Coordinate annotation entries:
— begin —

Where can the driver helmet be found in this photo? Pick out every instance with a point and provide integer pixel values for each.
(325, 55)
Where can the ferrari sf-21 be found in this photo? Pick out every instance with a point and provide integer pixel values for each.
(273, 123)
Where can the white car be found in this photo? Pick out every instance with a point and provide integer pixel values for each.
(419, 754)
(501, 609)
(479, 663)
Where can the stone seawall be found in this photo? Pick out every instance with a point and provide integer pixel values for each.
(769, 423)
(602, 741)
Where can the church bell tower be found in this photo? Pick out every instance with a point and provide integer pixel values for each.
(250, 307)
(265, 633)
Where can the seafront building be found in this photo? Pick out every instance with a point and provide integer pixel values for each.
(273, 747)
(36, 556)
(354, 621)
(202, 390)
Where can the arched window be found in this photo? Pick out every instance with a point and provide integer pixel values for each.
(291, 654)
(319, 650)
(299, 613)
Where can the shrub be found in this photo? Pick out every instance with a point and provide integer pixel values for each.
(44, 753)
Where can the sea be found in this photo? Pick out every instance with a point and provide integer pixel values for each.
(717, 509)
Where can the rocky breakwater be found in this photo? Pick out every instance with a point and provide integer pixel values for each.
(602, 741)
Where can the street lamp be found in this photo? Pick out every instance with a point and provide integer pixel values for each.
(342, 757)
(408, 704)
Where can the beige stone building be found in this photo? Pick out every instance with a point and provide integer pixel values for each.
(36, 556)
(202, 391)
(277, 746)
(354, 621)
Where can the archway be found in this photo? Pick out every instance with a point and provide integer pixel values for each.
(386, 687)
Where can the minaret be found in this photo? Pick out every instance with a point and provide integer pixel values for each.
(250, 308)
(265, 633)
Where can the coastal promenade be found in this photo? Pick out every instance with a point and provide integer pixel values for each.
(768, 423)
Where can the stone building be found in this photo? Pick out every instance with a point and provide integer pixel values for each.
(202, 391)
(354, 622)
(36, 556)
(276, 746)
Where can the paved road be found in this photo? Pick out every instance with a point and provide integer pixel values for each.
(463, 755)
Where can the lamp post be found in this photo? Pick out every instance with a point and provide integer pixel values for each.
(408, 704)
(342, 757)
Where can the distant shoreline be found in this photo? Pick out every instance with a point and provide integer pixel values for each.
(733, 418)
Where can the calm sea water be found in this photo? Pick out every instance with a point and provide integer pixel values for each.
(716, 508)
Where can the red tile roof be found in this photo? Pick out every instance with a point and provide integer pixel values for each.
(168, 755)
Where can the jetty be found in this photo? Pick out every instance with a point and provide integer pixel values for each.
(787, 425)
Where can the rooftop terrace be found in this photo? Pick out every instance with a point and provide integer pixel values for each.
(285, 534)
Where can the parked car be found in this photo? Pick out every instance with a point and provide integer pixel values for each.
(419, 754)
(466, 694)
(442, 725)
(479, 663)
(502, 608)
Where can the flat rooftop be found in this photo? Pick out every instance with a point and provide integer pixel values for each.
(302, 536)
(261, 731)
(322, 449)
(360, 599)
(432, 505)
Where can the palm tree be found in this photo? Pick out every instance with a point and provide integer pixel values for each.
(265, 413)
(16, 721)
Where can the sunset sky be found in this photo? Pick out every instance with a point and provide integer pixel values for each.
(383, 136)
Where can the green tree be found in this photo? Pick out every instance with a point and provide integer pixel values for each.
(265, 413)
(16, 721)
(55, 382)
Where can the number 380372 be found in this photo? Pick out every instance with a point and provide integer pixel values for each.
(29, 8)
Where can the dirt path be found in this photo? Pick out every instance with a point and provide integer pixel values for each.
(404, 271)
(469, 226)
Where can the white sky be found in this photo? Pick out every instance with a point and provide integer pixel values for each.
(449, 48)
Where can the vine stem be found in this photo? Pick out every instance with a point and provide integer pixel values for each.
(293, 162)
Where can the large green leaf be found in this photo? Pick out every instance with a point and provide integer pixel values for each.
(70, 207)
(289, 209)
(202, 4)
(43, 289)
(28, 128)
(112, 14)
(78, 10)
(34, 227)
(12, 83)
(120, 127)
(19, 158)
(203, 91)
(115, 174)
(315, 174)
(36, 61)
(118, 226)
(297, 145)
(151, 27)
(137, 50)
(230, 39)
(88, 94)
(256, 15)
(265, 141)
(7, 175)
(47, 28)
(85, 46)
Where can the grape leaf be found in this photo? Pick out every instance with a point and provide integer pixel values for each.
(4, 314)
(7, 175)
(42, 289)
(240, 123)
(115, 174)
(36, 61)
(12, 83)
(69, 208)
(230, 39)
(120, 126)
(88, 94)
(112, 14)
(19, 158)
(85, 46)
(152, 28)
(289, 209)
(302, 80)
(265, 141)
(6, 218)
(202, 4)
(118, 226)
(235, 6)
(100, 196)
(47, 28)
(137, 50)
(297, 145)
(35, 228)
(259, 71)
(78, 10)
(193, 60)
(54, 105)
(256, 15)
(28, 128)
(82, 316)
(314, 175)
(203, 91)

— end —

* _Exercise requirements_
Can you rewrite every entry above with "integer pixel values" changed to "whole-number pixel coordinates" and nothing else altered?

* _Full output_
Where can the driver helmet be found in this photo? Pick out every instance with a point and provide whole-number pixel coordinates for each.
(325, 55)
Where can the ferrari sf-21 be found in this photo? Pick out every instance with a point and provide whole-number pixel coordinates for each.
(273, 123)
Where can the white car be found in this photo? Pick out every instance with a point and provide whole-number pixel coordinates for each.
(419, 754)
(501, 609)
(479, 663)
Where can the stone seawall be found in this photo? Pick out every instance with a point and provide whole-number pixel coordinates for each.
(769, 423)
(602, 741)
Where can the church bell tower be found in this photo? Pick out every instance with a point and provide whole-number pixel coordinates for each.
(250, 307)
(265, 633)
Where can the seafront building be found in this photo? Pick out every instance with a point and provide whole-number pixel coordinates for each.
(273, 747)
(36, 556)
(354, 621)
(202, 390)
Where can the arched window be found in this photo? Pick out every instance with a point and provide whole-number pixel coordinates for each.
(291, 654)
(319, 650)
(299, 613)
Where can the shrub be found in this photo? Pick out every instance with a point and provide whole-number pixel coordinates for each.
(44, 753)
Where can the sea be found in this photo? Pick out every instance with a point and provide whole-number pixel coordinates for each.
(717, 509)
Where can the rocky breakwater be found in this photo? Pick out every instance with a point and provide whole-number pixel coordinates for each.
(602, 741)
Where can the street lamp be found in this photo? Pick out every instance with a point and provide whole-number pixel coordinates for each.
(342, 757)
(408, 704)
Where can the beige stone building be found in this photo? Pick out every instance with a point and provide whole-number pixel coordinates for each.
(36, 556)
(202, 391)
(277, 746)
(354, 621)
Where can the archway be found in this photo? Pick out every instance with a point and provide whole-number pixel coordinates for each.
(386, 687)
Where can the minaret be found in this photo? Pick out every instance with a point and provide whole-number pixel coordinates for each.
(250, 308)
(265, 633)
Where can the coastal promenade be found in this photo? Pick out every instance with a point and provide whole-number pixel coordinates for each.
(768, 423)
Where can the stone building be found in this photo? Pick out every instance with a point and provide whole-number pixel coordinates for each.
(202, 391)
(354, 622)
(36, 556)
(276, 746)
Where can the paved road be found in this photo? Pick out every instance with a point and provide whole-number pixel coordinates for each.
(463, 755)
Where can the lamp post be found in this photo? Pick out every instance with a point and provide whole-number pixel coordinates for each.
(408, 704)
(342, 757)
Where can the distant shoreline be found in this photo? Pick out every instance with a point and provide whole-number pixel coordinates for each.
(733, 418)
Where can the calm sea water be found in this photo? Pick out every instance with a point and provide whole-number pixel coordinates for each.
(716, 508)
Where can the red tile roof be found in this photo? Pick out every instance with a point and provide whole-number pixel coordinates for each.
(168, 755)
Where can the jetty be found in this photo? Pick out every instance with a point and provide whole-number pixel coordinates for each.
(787, 425)
Where can the rooftop terrace be found in this photo? Pick out every instance with a point and provide whole-number pixel coordinates for each.
(285, 534)
Where can the parked car be found in this photo? Pick out every instance with a point and provide whole-number pixel coordinates for each.
(419, 754)
(466, 694)
(442, 725)
(479, 663)
(502, 608)
Where can the flat rooftop be found in this photo? Pick out every instance with a point and provide whole-number pixel coordinates for each.
(302, 536)
(261, 731)
(322, 449)
(360, 599)
(432, 505)
Where can the palm tree be found in this photo? Pick out every instance with a point and provide whole-number pixel coordinates for each.
(265, 413)
(16, 721)
Where can the sunset sky be found in this photo? Pick out every instance with a point and provide whole-number pixel coordinates for each.
(383, 136)
Where can the green tree be found in this photo? Pick out every instance with a point and provide whole-number pixel coordinates for each.
(265, 413)
(16, 721)
(55, 382)
Where can the number 380372 be found in this photo? Pick out every instance with a point and provide whole-number pixel coordinates for each.
(29, 8)
Where can the dirt path be found in this photo? Pick out every instance with a point and provide whole-number pixel coordinates for each.
(404, 271)
(469, 226)
Where can the white sky be found in this photo? Pick out every instance with a point and provide whole-number pixel coordinates for each.
(449, 48)
Where can the vine stem be found in this photo? Pick out every instance with a point and provide whole-number pixel coordinates for each.
(293, 162)
Where can the large green leaf be found in this photo? Pick out every instance with a point and provide whole-number pixel coordinates for each.
(70, 207)
(289, 209)
(202, 4)
(43, 289)
(28, 128)
(112, 14)
(78, 10)
(34, 227)
(12, 83)
(120, 127)
(19, 158)
(203, 91)
(115, 174)
(315, 174)
(36, 61)
(118, 226)
(297, 145)
(151, 27)
(137, 50)
(230, 39)
(88, 94)
(256, 15)
(265, 141)
(7, 175)
(47, 28)
(85, 46)
Where can the grape leaf be found in this photo? Pick out every instance with a point and provide whole-number pixel coordinates for each.
(4, 314)
(7, 175)
(42, 289)
(240, 123)
(115, 174)
(36, 61)
(12, 83)
(69, 208)
(230, 39)
(120, 126)
(88, 94)
(112, 14)
(19, 158)
(85, 46)
(152, 28)
(289, 209)
(302, 80)
(265, 141)
(6, 218)
(202, 4)
(118, 226)
(235, 6)
(100, 196)
(47, 28)
(137, 50)
(297, 145)
(35, 228)
(259, 71)
(78, 10)
(193, 60)
(54, 105)
(256, 15)
(28, 128)
(82, 316)
(314, 175)
(203, 91)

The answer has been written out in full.